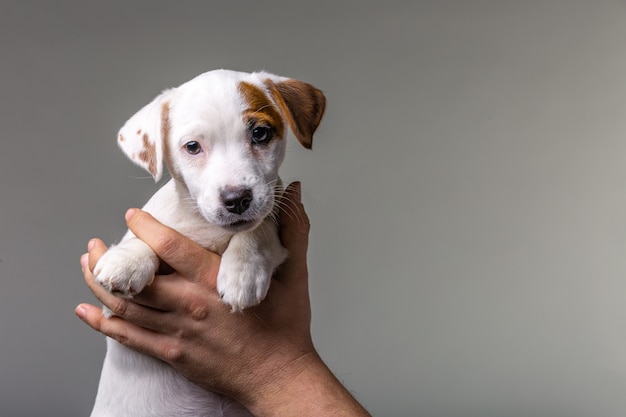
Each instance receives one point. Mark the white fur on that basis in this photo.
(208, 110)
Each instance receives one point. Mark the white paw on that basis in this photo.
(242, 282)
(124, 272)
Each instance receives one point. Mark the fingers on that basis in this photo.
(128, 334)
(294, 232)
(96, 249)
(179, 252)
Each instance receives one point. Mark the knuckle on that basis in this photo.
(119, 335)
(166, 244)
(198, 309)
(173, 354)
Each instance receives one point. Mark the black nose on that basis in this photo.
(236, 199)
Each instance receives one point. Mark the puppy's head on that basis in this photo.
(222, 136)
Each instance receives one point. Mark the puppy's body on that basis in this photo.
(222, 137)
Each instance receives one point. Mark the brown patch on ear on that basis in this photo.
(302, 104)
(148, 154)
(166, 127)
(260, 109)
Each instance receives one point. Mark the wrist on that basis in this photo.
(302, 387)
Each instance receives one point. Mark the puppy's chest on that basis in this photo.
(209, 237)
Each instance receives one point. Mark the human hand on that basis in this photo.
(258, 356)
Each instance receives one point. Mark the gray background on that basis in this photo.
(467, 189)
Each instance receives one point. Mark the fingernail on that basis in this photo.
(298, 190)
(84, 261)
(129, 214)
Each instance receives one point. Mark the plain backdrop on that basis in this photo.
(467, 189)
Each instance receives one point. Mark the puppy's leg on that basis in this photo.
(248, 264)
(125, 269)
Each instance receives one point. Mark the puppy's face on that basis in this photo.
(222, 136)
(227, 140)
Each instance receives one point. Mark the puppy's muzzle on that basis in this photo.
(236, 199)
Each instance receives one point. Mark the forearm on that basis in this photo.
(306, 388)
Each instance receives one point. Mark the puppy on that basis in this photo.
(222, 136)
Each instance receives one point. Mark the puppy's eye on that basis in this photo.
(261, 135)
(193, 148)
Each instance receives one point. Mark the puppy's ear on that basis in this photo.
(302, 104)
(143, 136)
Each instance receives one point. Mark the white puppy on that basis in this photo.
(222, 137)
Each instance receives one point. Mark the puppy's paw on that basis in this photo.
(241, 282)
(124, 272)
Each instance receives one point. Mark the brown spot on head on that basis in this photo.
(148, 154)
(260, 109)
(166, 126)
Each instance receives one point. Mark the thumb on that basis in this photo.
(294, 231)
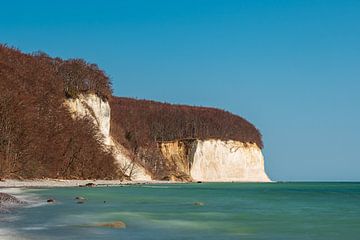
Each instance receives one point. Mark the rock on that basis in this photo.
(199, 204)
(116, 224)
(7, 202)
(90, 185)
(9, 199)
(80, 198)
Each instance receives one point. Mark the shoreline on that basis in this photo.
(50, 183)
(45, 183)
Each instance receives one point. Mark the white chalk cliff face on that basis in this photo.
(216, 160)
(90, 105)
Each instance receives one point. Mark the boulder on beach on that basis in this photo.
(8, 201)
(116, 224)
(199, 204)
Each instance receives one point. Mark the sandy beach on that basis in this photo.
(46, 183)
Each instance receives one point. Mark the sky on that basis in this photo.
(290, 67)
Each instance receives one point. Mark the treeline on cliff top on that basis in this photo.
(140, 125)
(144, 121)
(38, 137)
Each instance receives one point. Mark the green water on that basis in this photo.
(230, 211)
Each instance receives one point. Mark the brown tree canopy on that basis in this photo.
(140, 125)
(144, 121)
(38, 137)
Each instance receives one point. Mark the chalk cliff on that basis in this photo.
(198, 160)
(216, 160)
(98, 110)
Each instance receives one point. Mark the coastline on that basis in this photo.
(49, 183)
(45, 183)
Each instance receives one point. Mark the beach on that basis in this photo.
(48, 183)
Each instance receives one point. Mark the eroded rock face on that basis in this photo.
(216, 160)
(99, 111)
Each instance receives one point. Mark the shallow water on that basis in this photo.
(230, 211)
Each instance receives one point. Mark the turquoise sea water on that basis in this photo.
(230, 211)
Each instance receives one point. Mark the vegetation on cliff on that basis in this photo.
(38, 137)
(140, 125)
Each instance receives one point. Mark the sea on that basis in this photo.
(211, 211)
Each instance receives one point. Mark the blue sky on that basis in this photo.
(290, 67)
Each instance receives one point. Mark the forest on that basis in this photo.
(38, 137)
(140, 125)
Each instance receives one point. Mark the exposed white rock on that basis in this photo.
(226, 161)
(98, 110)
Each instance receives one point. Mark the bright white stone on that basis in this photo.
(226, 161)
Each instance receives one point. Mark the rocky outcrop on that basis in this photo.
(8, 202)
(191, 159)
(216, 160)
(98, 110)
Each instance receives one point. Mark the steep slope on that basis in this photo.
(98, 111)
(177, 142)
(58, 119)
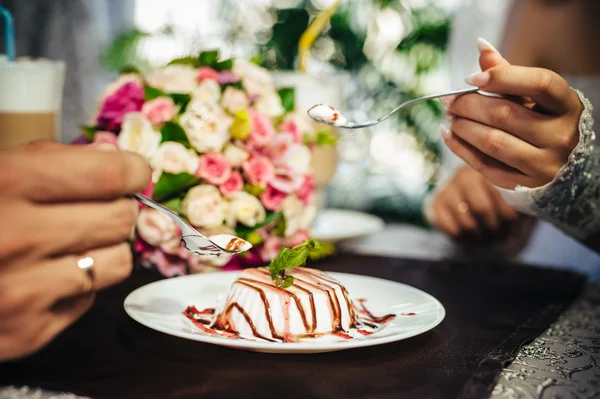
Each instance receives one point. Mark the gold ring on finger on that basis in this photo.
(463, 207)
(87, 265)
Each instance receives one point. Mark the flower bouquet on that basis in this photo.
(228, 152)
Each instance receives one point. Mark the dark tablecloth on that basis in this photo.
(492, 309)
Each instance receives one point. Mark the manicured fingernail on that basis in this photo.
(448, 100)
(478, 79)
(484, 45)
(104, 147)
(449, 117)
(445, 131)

■ PROBLEM TO SOLVE ■
Copy every row above word for word, leaving out the pictures.

■ SOLUTION TO THIS TASK ■
Each instance receives one point. Mark the white fur on that basis in this photo.
(208, 110)
Each instance receives one point. Mark the white paw on that basis in this photo.
(242, 282)
(124, 272)
Each instance receives one point. Mark the fingers on that basis in this photo.
(128, 334)
(294, 232)
(96, 249)
(179, 252)
Each instance receives one point. Mark the knuckle on that basis in this photo.
(119, 335)
(166, 244)
(198, 309)
(173, 354)
Each instance receives one point. Mark the black nose on that basis in this photo.
(236, 199)
Each instance receives one point. Mark the puppy's head on that basis in this photo.
(222, 136)
Each instance receives one point. Mark the puppy's body on that basis in this photo.
(222, 137)
Each instance receives one point. Mark the brown patch on ear on that basis in this photo.
(302, 104)
(148, 154)
(166, 127)
(260, 109)
Each instance receives one point. Mark the wrist on that basis in this photo.
(302, 387)
Each instance receives one point. Mark the puppy's chest on that basis in this photo.
(209, 237)
Each instance receives one point. Mark the human hand on that basis in this photo.
(258, 356)
Each instance receives one point. Mark the gray background on that basis in this photo.
(467, 189)
Each instance receives one point. Mark the fingernail on that basis in this photo.
(298, 190)
(84, 261)
(129, 214)
Each instance receives one point. Mark the plain backdrop on that basis in this photo.
(467, 189)
Each instance receives one point. Mark the puppy's leg on that basis in this photo.
(248, 264)
(125, 269)
Each instance receives one point. Mark the puppy's face on that basis in this photo.
(222, 136)
(227, 140)
Each instance receives one point. Mark the puppy's muzzle on that basis in this photo.
(236, 199)
Each instance receives one point. Mark the forearm on that basis in this photo.
(306, 388)
Each instance receives one point. Mark the puppy on that basis in this photo.
(222, 136)
Each instance receives one point. Mark the puppy's eye on that basis in this photo.
(261, 135)
(193, 148)
Each instance receives one point. Mark the puppy's ear on that basis in this photo.
(302, 104)
(143, 136)
Each instance receives one point. Mark the white puppy on that basis in this photo.
(222, 137)
Each instance receives one point. Mark the puppy's paw on that basis in this photo.
(241, 282)
(124, 272)
Each instance receives one point. Mark the brown spot on head on that basis in this photo.
(148, 154)
(260, 109)
(166, 126)
Each instance receives one point. Mark the thumb on that basis in this photo.
(294, 231)
Each instance receives one point. Mark the rock on that basis in this photo.
(199, 204)
(116, 224)
(7, 202)
(90, 185)
(9, 199)
(80, 198)
Each instance receives one point. Mark the shoreline on that basis in this photo.
(50, 183)
(45, 183)
Each instance receives one point. Mark the white chalk cliff face on that basis in this photo.
(216, 160)
(90, 105)
Each instance receives one point. Mark the boulder on beach on that basis in this photo.
(8, 201)
(116, 224)
(199, 204)
Each instance receives one point. Mark the sandy beach on that basis in this photo.
(46, 183)
Each instance receives one point. Mark the sky on that basis in this photo.
(290, 67)
Each instance receives one point. Mark the treeline on cliff top on that basis in this photo.
(140, 125)
(144, 121)
(38, 137)
Each instance receives one point. Mark the green water on that basis in this photo.
(230, 211)
Each instance receives one point. Mark the brown tree canopy on that basis in this photo.
(140, 125)
(144, 121)
(38, 137)
Each instance receives one point. Mark the chalk cliff on that basis in this photo.
(198, 160)
(216, 160)
(98, 110)
Each instance receives one point. Mark the coastline on that basis in this photo.
(49, 183)
(45, 183)
Each instance receives one point. Mark the beach on that basis in this photo.
(48, 183)
Each instance receives one point. Mark the eroded rock face on that basis in this photo.
(216, 160)
(99, 111)
Each instance receives one point. Mark the shallow water on that basis in this photo.
(230, 211)
Each instance receives one point. Mark the turquoise sea water on that basis in this photo.
(230, 211)
Each instance receives one point. Mark the vegetation on cliff on that basis in this photo.
(38, 137)
(140, 125)
Each instance receives one point. Mark the sea on that basis in this photo.
(211, 211)
Each instance receives one point. Mark the blue sky on that basis in this photo.
(290, 67)
Each instance receives one point. Mark the forest on that basis in this photo.
(38, 137)
(140, 125)
Each instance receives one point. Mark the exposed white rock on that basis in this photo.
(226, 161)
(98, 110)
Each instance receives one point. Mark the bright white stone on that basis in this photo.
(226, 161)
Each instance receives one point. Mark the rocky outcrop on that basis in this photo.
(8, 202)
(191, 159)
(216, 160)
(98, 110)
Each instance receives one point. Mark the steep slope on that basis in this photo.
(98, 111)
(177, 142)
(58, 119)
Each instance receives one point. Mark the gold ring on finger on that basis in this photo.
(463, 207)
(87, 265)
Each instance receives one point. Mark the flower bouquet on that basis in this photo.
(228, 152)
Each instance receives one point. Mark the dark tablecloth on that basis in this photo.
(492, 309)
Each instance receives one point. Mark the manicured fingernail on that basis in this photo.
(448, 100)
(478, 79)
(484, 45)
(104, 147)
(449, 117)
(445, 131)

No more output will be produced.